=== Entries provided ===

--------------------------------------------------

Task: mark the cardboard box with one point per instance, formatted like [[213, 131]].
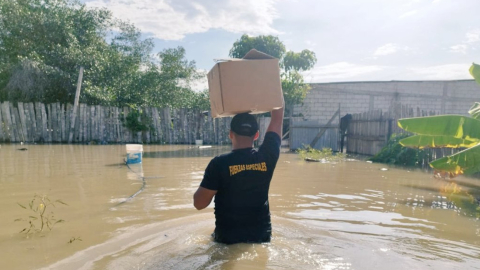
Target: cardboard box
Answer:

--------------------------------------------------

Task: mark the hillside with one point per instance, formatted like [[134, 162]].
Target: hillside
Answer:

--------------------------------------------------

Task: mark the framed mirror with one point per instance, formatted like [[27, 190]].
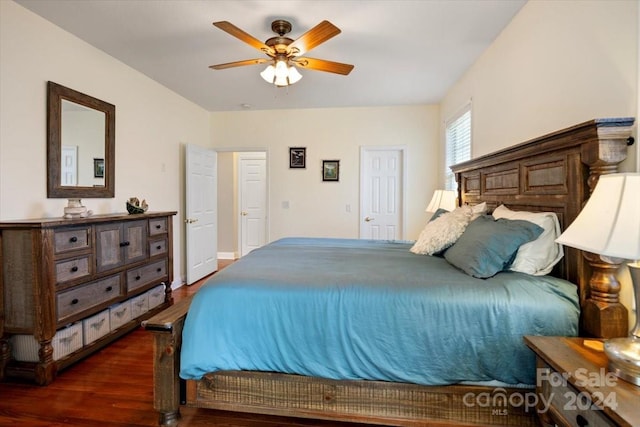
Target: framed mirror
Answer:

--------------------------------------------------

=== Work to complete ===
The lines holding the word "with" are the answer. Pull them out of the records and copy them.

=== Expected answer ===
Task: mark the cardboard box with one point per instance, formatted like [[213, 131]].
Task: mark the hillside with one point per instance, formatted like [[134, 162]].
Task: mark the framed mirror with one point per instance, formatted like [[27, 190]].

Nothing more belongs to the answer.